**AUSZUG:**

--- --- ---

FNW: Wie unterstützen die französische Regierung oder die Fédération Nachwuchsdesigner?
 
PM: Die Fédération bietet Nachwuchsdesignern eine starke Unterstützung durch die ehrgeizige Emerging Brands Initiative. Darüber hinaus kommt die Fédération in den Genuss der Unterstützung von DEFI für die Finanzierung der Schauen junger Designer.

FNW: Viele Jahre lang sagte Pierre Bergé den Tod der Haute Couture voraus, doch in dieser Saison stehen dem vier prall gefüllte Schauentage gegenüber. Weshalb erlebt die Couture ein solches Revival?

PM: Wir haben eine neue Ära erreicht, in der Kreativität, Know-how, Einzigartigkeit und Personalisierung in allen Branchen der Wirtschaft und Gesellschaft gefragt sind. Die Haute Couture ist der Inbegriff dieser tiefgreifenden Bewegung, die durch das Bedürfnis verstärkt wird, die um sich greifende Digitalisierung durch sensorische und physische Erlebnisse wettzumachen. In diesem Sinne steht die Haute Couture an der Spitze der Modernität.

FNW: Was haben Sie unternommen, um den CO2-Fußabdruck der Couture zu verkleinern?

PM: In der Haute Couture wird jedes Kleidungsstück in jedem Fertigungsschritt mit einem Fokus auf Nachhaltigkeit entworfen und kreiert. Die Intelligenz der Hand, verbunden mit der Einzigartigkeit und dem zeitlosen Wert der Haute Couture verkörpern die Quintessenz der Nachhaltigkeit.

--- --- ---

**DATENEINTRÄGE:**
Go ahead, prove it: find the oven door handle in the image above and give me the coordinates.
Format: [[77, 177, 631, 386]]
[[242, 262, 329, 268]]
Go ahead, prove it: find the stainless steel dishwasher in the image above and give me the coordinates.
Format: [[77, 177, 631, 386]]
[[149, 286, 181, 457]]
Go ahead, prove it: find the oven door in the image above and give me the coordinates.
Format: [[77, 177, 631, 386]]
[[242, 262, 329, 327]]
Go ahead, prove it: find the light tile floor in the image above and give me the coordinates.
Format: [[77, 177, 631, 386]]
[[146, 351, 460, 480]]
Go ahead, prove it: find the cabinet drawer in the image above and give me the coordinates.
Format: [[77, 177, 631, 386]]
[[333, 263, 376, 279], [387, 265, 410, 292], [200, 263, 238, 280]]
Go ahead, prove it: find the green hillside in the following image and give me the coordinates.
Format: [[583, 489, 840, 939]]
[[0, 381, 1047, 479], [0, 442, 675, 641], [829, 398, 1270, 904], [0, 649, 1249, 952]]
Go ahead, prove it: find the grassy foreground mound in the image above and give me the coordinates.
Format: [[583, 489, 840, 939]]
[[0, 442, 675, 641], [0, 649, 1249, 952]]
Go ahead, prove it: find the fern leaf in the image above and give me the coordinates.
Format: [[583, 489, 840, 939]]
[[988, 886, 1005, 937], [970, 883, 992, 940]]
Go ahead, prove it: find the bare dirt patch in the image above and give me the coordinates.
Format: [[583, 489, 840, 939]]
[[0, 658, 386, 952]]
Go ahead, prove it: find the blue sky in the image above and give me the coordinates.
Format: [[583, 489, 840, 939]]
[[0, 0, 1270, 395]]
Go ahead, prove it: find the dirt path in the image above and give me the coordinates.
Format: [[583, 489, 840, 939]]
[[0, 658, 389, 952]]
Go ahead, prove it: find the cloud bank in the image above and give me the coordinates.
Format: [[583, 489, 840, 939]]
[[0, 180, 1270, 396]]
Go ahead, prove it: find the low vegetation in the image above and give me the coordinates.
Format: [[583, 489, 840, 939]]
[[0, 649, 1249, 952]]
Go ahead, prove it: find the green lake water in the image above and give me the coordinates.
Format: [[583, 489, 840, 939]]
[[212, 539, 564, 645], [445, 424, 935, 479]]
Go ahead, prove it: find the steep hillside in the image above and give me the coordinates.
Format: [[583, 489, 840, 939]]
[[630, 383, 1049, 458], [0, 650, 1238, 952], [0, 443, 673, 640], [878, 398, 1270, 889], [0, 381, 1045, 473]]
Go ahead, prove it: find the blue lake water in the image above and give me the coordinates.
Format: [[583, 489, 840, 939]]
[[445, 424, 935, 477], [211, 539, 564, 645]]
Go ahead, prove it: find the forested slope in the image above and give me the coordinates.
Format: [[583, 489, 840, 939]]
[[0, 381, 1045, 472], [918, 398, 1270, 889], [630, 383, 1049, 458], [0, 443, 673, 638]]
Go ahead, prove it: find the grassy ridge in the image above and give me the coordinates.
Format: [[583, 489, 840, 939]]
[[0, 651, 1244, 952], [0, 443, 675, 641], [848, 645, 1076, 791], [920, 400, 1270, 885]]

--- --- ---

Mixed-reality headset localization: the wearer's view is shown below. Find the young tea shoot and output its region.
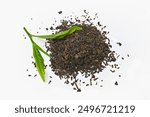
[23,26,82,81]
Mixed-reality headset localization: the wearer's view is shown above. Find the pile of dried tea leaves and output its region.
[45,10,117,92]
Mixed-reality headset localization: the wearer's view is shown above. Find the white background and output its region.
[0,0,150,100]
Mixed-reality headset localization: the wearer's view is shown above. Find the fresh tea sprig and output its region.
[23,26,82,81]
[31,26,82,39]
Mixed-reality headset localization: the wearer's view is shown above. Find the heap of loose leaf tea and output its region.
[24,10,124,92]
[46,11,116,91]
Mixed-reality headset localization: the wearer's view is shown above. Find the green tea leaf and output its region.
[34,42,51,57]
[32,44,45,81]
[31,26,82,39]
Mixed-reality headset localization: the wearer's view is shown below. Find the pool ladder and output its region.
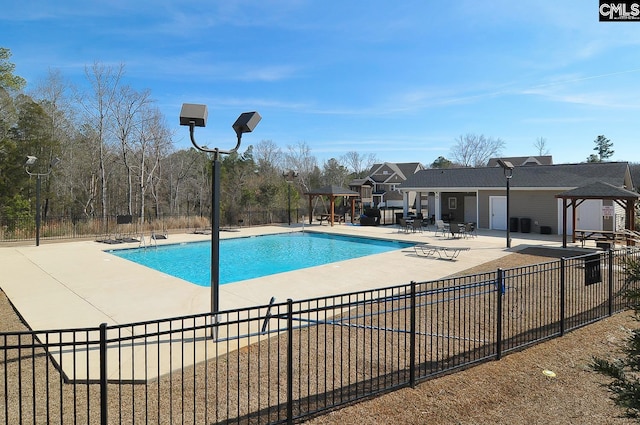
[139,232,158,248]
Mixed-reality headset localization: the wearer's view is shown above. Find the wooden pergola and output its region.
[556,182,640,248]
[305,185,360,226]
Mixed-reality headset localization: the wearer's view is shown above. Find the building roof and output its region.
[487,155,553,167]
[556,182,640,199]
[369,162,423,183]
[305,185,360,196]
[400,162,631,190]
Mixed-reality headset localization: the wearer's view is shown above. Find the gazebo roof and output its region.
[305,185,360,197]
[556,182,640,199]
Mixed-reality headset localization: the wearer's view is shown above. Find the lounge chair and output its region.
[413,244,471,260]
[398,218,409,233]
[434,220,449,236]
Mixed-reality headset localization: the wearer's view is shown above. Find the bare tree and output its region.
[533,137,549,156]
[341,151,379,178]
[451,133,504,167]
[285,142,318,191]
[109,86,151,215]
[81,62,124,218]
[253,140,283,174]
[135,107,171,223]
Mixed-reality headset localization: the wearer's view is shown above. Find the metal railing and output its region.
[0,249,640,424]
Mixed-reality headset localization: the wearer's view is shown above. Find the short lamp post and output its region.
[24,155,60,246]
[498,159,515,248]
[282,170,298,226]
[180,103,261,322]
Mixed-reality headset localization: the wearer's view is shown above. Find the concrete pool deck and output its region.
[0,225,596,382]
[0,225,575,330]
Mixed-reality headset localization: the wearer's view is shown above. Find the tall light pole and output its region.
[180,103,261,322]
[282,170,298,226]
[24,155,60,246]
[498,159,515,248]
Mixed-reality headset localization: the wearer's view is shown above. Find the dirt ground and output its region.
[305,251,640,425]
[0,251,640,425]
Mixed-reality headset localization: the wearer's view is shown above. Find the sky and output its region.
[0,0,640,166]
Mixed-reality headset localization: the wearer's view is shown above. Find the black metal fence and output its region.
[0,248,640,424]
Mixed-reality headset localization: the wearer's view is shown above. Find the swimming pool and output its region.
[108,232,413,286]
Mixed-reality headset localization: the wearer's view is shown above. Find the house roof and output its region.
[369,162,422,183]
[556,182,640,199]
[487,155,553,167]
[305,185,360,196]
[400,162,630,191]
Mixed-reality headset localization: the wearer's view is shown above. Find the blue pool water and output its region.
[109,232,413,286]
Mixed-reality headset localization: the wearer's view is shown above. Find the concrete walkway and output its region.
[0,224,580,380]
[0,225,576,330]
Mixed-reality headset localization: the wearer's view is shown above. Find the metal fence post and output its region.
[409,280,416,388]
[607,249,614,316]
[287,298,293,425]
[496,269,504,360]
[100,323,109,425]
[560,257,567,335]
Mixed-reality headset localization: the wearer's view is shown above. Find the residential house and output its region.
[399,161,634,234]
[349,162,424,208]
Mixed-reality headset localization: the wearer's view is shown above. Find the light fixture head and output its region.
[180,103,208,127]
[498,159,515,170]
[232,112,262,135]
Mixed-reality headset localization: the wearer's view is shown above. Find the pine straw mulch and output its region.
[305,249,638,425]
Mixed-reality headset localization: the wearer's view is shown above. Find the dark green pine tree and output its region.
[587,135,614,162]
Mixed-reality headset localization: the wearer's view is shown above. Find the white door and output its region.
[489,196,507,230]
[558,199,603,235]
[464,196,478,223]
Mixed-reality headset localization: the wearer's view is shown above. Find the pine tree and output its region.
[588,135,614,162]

--- --- ---

**SCHRIFTLICHE AUFGABE:**
Wofür erhält die Fédération laut dem Auszug Unterstützung von DEFI?

**LÖSUNG:**
Für die Finanzierung der Schauen junger Designer.